*EXERCISE*: The full listing, copied exactly and free of pictures, is the expected reply.

:: TASK MATERIAL ::

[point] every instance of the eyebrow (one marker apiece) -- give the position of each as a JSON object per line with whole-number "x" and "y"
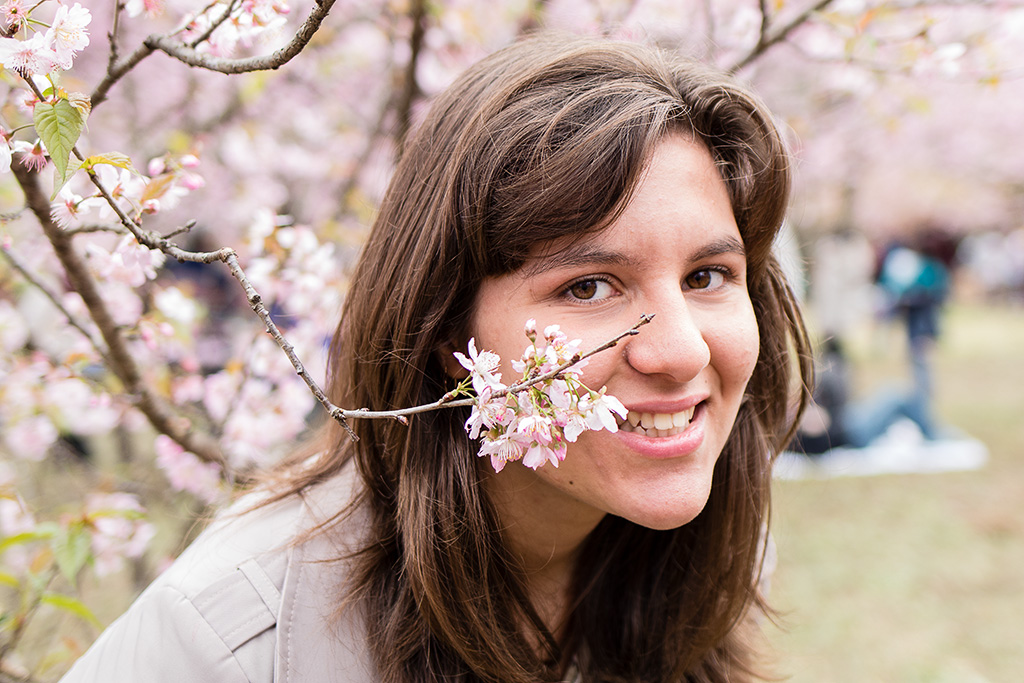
{"x": 589, "y": 254}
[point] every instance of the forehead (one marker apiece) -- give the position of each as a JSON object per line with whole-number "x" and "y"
{"x": 681, "y": 205}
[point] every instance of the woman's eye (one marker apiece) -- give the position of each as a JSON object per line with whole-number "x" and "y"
{"x": 589, "y": 290}
{"x": 705, "y": 280}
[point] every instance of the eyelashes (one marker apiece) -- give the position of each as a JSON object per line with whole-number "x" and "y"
{"x": 589, "y": 290}
{"x": 594, "y": 289}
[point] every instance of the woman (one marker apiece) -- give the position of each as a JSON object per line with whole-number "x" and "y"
{"x": 571, "y": 181}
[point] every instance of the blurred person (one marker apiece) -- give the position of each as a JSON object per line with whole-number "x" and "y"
{"x": 576, "y": 181}
{"x": 915, "y": 282}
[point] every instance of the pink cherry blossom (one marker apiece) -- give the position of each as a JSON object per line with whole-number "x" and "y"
{"x": 68, "y": 35}
{"x": 33, "y": 55}
{"x": 537, "y": 423}
{"x": 15, "y": 14}
{"x": 119, "y": 529}
{"x": 186, "y": 472}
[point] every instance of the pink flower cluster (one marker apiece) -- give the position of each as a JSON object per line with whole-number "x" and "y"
{"x": 535, "y": 424}
{"x": 43, "y": 52}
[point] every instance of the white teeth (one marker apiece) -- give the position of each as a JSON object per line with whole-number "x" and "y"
{"x": 682, "y": 418}
{"x": 663, "y": 421}
{"x": 656, "y": 424}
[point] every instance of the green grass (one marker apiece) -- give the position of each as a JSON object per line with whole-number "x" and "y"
{"x": 915, "y": 578}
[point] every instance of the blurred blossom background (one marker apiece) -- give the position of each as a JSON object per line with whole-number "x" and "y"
{"x": 899, "y": 561}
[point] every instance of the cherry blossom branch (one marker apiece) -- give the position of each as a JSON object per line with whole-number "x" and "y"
{"x": 450, "y": 400}
{"x": 193, "y": 57}
{"x": 190, "y": 55}
{"x": 411, "y": 88}
{"x": 120, "y": 358}
{"x": 765, "y": 42}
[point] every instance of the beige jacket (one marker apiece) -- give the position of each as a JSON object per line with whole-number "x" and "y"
{"x": 243, "y": 605}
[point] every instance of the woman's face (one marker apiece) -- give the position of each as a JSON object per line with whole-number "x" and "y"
{"x": 675, "y": 252}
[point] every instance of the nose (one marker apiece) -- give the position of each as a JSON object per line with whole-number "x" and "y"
{"x": 672, "y": 344}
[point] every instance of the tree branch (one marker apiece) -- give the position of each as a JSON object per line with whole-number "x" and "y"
{"x": 192, "y": 56}
{"x": 275, "y": 59}
{"x": 448, "y": 400}
{"x": 765, "y": 42}
{"x": 410, "y": 86}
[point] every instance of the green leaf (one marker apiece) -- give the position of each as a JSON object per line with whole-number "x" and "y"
{"x": 59, "y": 125}
{"x": 73, "y": 605}
{"x": 72, "y": 550}
{"x": 41, "y": 532}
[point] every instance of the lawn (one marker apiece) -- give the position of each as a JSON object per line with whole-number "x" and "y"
{"x": 914, "y": 578}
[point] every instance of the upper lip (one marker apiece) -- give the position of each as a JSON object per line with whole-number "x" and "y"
{"x": 668, "y": 407}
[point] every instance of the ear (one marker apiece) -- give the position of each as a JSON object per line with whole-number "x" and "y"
{"x": 454, "y": 369}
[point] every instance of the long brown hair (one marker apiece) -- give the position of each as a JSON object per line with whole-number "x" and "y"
{"x": 542, "y": 140}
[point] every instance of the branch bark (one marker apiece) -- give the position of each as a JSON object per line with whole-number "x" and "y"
{"x": 410, "y": 86}
{"x": 766, "y": 41}
{"x": 190, "y": 55}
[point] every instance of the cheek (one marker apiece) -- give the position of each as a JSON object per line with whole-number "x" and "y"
{"x": 735, "y": 348}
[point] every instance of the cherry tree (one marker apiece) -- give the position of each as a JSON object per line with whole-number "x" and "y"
{"x": 183, "y": 187}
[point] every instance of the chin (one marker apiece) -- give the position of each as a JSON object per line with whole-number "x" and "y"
{"x": 671, "y": 514}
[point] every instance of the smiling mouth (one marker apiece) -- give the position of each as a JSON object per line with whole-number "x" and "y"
{"x": 656, "y": 424}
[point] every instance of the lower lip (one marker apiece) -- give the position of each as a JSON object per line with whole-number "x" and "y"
{"x": 663, "y": 447}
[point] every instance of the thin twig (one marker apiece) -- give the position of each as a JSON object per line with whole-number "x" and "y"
{"x": 216, "y": 24}
{"x": 765, "y": 42}
{"x": 410, "y": 86}
{"x": 120, "y": 359}
{"x": 448, "y": 401}
{"x": 192, "y": 56}
{"x": 91, "y": 229}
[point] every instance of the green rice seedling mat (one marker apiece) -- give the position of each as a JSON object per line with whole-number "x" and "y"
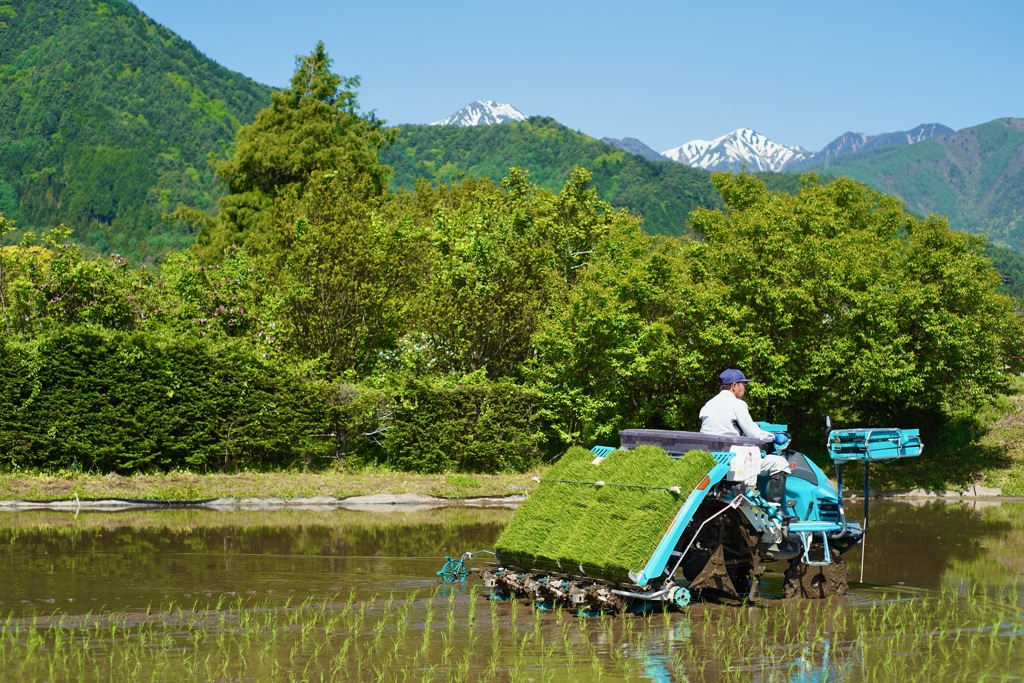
{"x": 571, "y": 524}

:::

*PROBLEM SOLUTION*:
[point] every instance of the eyebrow (one marker apiece) -- give the position of each as a JSON object per line with whole-number "x" and "y"
{"x": 589, "y": 254}
[point] every instance of the forehead (one marker apiece) -- give the position of each as a JSON object per line with whole-number "x" and "y"
{"x": 681, "y": 205}
[point] every instance of the woman's eye (one marker apiece) -- give the position of each as a JSON object per line with whole-number "x" and "y"
{"x": 589, "y": 290}
{"x": 705, "y": 280}
[point] every instance of the eyelashes (one marker apiece) -- give the position of each as a JSON object per line with whole-number "x" and "y"
{"x": 589, "y": 290}
{"x": 594, "y": 289}
[point] every instance of the woman (one marker apiece) -- give the position of each as a JSON object per line with whole-number "x" and "y"
{"x": 571, "y": 181}
[point] every instance of the blurred person (one marker apiece) -- give the position of each as a JSON object per line with whole-number "x" and "y"
{"x": 576, "y": 181}
{"x": 915, "y": 282}
[point] every instance of the pink cherry blossom (one marker apiece) -- give the position of each as a JSON object per line with whole-number "x" and "y"
{"x": 68, "y": 35}
{"x": 33, "y": 55}
{"x": 537, "y": 423}
{"x": 15, "y": 14}
{"x": 119, "y": 529}
{"x": 186, "y": 472}
[point] every instance of the pink flower cluster (one marker apiece) -- give the position of each as a JSON object per line with whole-number "x" and "y"
{"x": 535, "y": 424}
{"x": 43, "y": 52}
[point] every instance of the white teeth (one marker apiece) -- give the position of each as a JSON object per line with whole-number "x" and "y"
{"x": 682, "y": 418}
{"x": 663, "y": 421}
{"x": 656, "y": 424}
[point] every instance of the green grass (one marker apiece) -- give the position of each as a JSON object per line with whole-number "x" and "y"
{"x": 915, "y": 578}
[point] every instance of the blurred blossom background (one marker apiece) -- give the position of each as a JSON object per line with whole-number "x" and "y"
{"x": 899, "y": 561}
[point] every instance of the cherry blossom branch (one marker apiece) -- give the position of each as a JSON object per line with whole-number "x" and "y"
{"x": 450, "y": 400}
{"x": 193, "y": 57}
{"x": 190, "y": 55}
{"x": 411, "y": 88}
{"x": 120, "y": 358}
{"x": 765, "y": 42}
[point] every instance of the beige jacket (one marker apiece) -- give the position of each as a JSON object per line with whole-number "x" and "y"
{"x": 243, "y": 605}
[point] every instance of the woman's face (one marker apiece) -- give the position of each as a JSON object per line with whole-number "x" and "y"
{"x": 675, "y": 252}
[point] every instance of the nose (one marker apiece) -- give the position of each as a JSON object per line with whole-number "x" and "y"
{"x": 672, "y": 344}
[point] every instance of the tree branch (one marker apiece) -- give the position of each as a JSON object per line with whole-number "x" and "y"
{"x": 192, "y": 56}
{"x": 275, "y": 59}
{"x": 448, "y": 400}
{"x": 765, "y": 42}
{"x": 410, "y": 86}
[point] every instance of the green leaf (one marker apiece) -- give the position of each as a JSON object per line with whole-number "x" and "y"
{"x": 59, "y": 125}
{"x": 73, "y": 605}
{"x": 72, "y": 550}
{"x": 41, "y": 532}
[point] every instance of the lawn (one marker apiece) -- give the position of each as a JSON object per line with whole-number "x" and "y"
{"x": 914, "y": 578}
[point] every instance of the upper lip (one marker apiece) -- give the position of each as a JSON object per line with whole-number "x" and "y"
{"x": 668, "y": 407}
[point] every instance of the ear (one marker apiece) -- give the position of each as a JSON object per line with whole-number "x" and "y"
{"x": 454, "y": 369}
[point] every instance of the long brown hair (one marker apiece) -- give the position of each as a JSON object per line with whole-number "x" and "y"
{"x": 542, "y": 140}
[point] every instance of the branch bark (one marker apiece) -- give the position of each as a JSON object per line with whole-number "x" and "y"
{"x": 410, "y": 86}
{"x": 766, "y": 41}
{"x": 190, "y": 55}
[point] every instance of the cheek (one marker apiece) -- give the position of each as a JSON object per line with whole-number "x" and "y"
{"x": 735, "y": 348}
[point] every instance of the cherry tree (one marker apiece) -- give the position of each as a JSON object per line with whole-number "x" and "y"
{"x": 183, "y": 187}
[point] every instance of the chin (one marker apiece) -- give the position of each as a JSON object per line with whole-number "x" and "y"
{"x": 671, "y": 514}
[point] every instance of the smiling mouth (one marker apiece) -- give the position of each as a JSON object per line with whole-number "x" and "y"
{"x": 656, "y": 424}
[point] every instance of the lower lip (one marker apiece) -- give the position of each as a JSON object per line with whole-number "x" and "y"
{"x": 663, "y": 447}
[point] every instance of the thin twig (one marker apiece) -- give the position of each as a JSON object per line with whole-number "x" and "y"
{"x": 216, "y": 24}
{"x": 765, "y": 42}
{"x": 410, "y": 86}
{"x": 120, "y": 359}
{"x": 448, "y": 401}
{"x": 192, "y": 56}
{"x": 91, "y": 229}
[point] every instance of the green rice seedling mat (one marker apiece) -- give the position of each as a JSON object per line with whole-number "x" and "y"
{"x": 571, "y": 524}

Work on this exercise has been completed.